[TASK REQUIREMENTS] From the article about Rick Steves's book on his 1978 trip, extract everything from "Rick Steves Revisits" down to "a 60,000-word journal." and copy it word for word.

___ EXCERPTED TEXT

Rick Steves Revisits the "Making of a Travel Writer" in a Book on a Formative Trip
Daniel Hautzinger
April 16, 2026
Rick Steves has devoted his career to charting Europe for travelers, but he had to go to a different continent to discover that career. In 1978, as an ardent 23-year-old eager to experience the world, he set off with a friend on an eight-week journey from Istanbul to Kathmandu, documenting the experience in a 60,000-word journal.
Almost 50 years later, he has published that journal along with some of the photos he took on the trip as On the Hippie Trail: Istanbul to Kathmandu and the Making of a Travel Writer.
“It’s my newest book and it’s my oldest book. I wrote it back before I was a travel writer,” Steves says, amusedly noting that it’s the only one of his publications to become a New York Times bestseller. It’s now being released in paperback, and Steves is traveling to Chicago for a sold-out talk on the book at the Chicago Humanities Festival. (Always eager to share without barriers, he points out that you can watch a similar talk for free at his website.)
At the time that he embarked on the so-called “Hippie Trail,” which was inspired by a psychedelic era of interest in India, he was a piano teacher who spent his free summers traveling cheaply throughout Europe. That’s how he expected to spend the rest of his life.

______
___ DATASET EXCERPTS

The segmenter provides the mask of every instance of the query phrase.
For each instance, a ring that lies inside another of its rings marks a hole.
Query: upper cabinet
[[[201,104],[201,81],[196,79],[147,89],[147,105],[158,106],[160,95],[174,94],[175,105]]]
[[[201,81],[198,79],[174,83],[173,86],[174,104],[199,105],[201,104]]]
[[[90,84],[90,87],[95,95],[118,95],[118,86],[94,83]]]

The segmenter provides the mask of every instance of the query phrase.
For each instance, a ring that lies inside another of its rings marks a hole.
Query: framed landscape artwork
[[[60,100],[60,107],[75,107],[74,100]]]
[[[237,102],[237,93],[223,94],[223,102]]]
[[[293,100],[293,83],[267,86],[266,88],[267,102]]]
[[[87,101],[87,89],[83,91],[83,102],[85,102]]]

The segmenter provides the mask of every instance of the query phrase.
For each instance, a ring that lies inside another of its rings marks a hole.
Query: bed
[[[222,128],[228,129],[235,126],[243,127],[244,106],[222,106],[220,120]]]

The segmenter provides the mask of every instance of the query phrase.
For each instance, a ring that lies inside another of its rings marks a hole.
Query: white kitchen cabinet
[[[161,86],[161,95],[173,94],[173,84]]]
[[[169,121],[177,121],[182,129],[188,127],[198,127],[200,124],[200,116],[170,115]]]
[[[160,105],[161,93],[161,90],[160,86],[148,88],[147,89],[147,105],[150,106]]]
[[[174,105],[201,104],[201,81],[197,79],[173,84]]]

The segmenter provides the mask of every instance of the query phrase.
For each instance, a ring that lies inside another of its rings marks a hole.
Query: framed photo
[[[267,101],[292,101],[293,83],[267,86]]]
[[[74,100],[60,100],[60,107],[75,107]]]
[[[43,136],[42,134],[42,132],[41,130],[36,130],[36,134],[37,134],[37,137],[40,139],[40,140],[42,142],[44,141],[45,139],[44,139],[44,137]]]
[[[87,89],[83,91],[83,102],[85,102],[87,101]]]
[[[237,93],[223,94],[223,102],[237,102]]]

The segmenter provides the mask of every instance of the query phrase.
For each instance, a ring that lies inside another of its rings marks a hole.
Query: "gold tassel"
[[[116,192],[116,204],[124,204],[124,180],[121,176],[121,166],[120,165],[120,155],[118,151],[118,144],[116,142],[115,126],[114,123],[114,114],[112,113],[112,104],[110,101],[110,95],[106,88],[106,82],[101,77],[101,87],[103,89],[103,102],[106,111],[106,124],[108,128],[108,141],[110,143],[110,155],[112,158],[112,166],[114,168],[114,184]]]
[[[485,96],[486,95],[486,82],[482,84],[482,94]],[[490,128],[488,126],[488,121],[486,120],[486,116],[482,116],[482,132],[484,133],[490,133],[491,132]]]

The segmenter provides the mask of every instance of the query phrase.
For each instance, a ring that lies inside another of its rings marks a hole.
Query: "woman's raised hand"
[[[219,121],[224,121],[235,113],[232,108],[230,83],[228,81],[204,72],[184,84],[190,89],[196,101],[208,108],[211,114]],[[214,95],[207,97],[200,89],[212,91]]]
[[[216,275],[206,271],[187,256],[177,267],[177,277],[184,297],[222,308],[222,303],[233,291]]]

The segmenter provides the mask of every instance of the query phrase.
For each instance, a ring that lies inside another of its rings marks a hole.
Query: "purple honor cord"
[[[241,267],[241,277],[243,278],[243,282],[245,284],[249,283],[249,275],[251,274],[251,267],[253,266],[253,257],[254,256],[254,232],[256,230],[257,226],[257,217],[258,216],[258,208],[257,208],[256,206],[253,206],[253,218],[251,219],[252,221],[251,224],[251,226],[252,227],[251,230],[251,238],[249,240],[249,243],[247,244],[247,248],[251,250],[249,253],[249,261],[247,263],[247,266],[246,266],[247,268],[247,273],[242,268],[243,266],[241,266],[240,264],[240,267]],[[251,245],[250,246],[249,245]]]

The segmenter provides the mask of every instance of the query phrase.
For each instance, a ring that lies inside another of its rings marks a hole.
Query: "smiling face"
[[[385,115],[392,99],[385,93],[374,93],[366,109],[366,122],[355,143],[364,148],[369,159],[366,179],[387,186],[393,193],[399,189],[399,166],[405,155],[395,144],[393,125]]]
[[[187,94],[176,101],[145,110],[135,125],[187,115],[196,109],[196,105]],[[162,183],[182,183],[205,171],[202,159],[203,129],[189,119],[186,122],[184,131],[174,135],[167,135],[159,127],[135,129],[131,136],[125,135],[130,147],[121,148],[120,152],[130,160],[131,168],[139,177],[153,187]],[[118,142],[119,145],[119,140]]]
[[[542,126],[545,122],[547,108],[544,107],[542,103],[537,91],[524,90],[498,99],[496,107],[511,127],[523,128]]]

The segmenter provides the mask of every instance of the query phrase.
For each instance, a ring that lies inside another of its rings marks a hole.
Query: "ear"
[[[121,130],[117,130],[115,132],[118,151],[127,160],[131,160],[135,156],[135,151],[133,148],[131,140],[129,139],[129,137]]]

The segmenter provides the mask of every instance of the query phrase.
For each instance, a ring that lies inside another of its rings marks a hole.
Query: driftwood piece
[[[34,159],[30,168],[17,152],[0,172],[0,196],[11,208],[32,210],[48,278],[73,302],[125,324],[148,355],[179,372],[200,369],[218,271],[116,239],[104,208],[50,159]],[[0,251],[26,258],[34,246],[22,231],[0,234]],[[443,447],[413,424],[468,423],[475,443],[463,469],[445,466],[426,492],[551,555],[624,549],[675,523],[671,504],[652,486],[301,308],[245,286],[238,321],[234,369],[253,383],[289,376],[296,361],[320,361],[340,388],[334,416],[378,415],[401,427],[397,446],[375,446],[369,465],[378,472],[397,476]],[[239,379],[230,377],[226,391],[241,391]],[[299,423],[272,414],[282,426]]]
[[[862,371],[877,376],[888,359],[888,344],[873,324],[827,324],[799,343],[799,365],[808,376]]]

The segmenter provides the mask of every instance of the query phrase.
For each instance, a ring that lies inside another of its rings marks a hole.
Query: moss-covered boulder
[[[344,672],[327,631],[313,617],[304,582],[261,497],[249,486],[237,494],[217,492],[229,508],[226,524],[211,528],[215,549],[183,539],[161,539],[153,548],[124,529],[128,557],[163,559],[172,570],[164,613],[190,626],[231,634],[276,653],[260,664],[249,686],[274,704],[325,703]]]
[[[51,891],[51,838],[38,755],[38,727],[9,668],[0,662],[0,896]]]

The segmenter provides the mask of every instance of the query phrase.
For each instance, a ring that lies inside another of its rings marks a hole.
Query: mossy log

______

[TASK RESULT]
Rick Steves Revisits the "Making of a Travel Writer" in a Book on a Formative Trip
Daniel Hautzinger
April 16, 2026
Rick Steves has devoted his career to charting Europe for travelers, but he had to go to a different continent to discover that career. In 1978, as an ardent 23-year-old eager to experience the world, he set off with a friend on an eight-week journey from Istanbul to Kathmandu, documenting the experience in a 60,000-word journal.